- [Dataset entries]:
======

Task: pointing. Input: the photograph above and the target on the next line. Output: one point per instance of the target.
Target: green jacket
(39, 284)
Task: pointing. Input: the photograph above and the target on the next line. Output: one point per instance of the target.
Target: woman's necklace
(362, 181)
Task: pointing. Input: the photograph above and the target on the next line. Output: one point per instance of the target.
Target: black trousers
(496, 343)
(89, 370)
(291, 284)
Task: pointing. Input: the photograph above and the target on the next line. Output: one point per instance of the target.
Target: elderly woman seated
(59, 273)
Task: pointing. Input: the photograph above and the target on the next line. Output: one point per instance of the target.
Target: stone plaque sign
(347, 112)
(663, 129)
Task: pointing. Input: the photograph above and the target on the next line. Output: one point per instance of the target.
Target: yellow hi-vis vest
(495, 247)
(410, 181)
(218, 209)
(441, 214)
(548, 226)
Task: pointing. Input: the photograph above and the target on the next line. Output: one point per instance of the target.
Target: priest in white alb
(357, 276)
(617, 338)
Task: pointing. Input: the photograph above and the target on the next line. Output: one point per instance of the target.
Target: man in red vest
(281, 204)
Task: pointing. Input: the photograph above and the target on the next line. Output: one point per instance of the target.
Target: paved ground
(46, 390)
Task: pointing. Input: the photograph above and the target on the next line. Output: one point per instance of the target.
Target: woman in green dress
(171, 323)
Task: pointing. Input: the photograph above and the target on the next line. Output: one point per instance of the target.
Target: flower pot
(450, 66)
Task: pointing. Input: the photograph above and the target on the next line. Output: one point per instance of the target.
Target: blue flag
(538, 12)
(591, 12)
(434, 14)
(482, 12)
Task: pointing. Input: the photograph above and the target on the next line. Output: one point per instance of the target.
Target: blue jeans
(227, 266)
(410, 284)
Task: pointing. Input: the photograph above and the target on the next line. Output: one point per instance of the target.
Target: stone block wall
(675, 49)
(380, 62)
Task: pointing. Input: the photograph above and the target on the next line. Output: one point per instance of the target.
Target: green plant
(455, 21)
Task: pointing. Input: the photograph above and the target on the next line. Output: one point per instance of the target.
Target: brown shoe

======

- [Short problem]: Reproduce all of the entries word for word.

- [Solution to the problem]:
Task: pointing. Input: the photograph above and the target on the next line. Output: one point per instance of the target.
Target: green jacket
(39, 284)
Task: pointing. Input: the photograph above and the target on the next line. Output: one point per instance of the target.
Target: woman's necklace
(362, 181)
Task: pointing. Input: the photograph above and the target on the next line. Output: one point per instance of the target.
Target: black trousers
(496, 343)
(89, 370)
(291, 284)
Task: pointing. Input: the photograph above and the target on the next line. Output: one point per instance of the target.
Target: elderly woman seated
(59, 273)
Task: pointing. Input: the photograph above and the target on the next line. Output: one point per instance of the target.
Target: stone plaque sign
(347, 112)
(663, 129)
Task: pointing. Input: the photograph above and the target on the next line. Output: one point per instance of the target.
Target: yellow hi-vis vest
(495, 247)
(410, 181)
(218, 209)
(441, 214)
(548, 226)
Task: pointing. Input: the photograph above and the target on the next line. Output: one point per instance of the target.
Target: priest in white alb
(357, 276)
(617, 338)
Task: pointing. Input: the photograph above and the target on the next line. Output: one point per instance of the target.
Target: man in red vest
(281, 204)
Task: pointing. Input: the photograph above and the target on the next line. Output: one point per instance of the target.
Target: paved ground
(46, 390)
Task: pointing. Input: the photograph above and the target on the next line. Output: one point per instance of the target.
Target: woman in green dress
(171, 323)
Task: pointing. Input: the photograph above and the target on the next line. Output: one point per instance of the target.
Target: flower pot
(450, 66)
Task: pointing. Input: the photograph above and the target on the next line. Output: one point per instance of the target.
Target: blue flag
(538, 12)
(591, 12)
(434, 14)
(482, 12)
Task: pointing. Input: the photograph above and the target on the next line. Output: one point per instance of the target.
Target: blue jeans
(227, 266)
(410, 284)
Task: pointing. Input: the photograph above and the target on the next line. Output: one point per instance of the target.
Target: stone block wall
(675, 49)
(380, 62)
Task: pointing. Input: the photograph above and the target on the next line. Output: one point per instance of the target.
Target: green plant
(455, 21)
Task: pointing. Input: the photograph above and the target on the next line. Output: one point per instance of the target.
Target: brown shoe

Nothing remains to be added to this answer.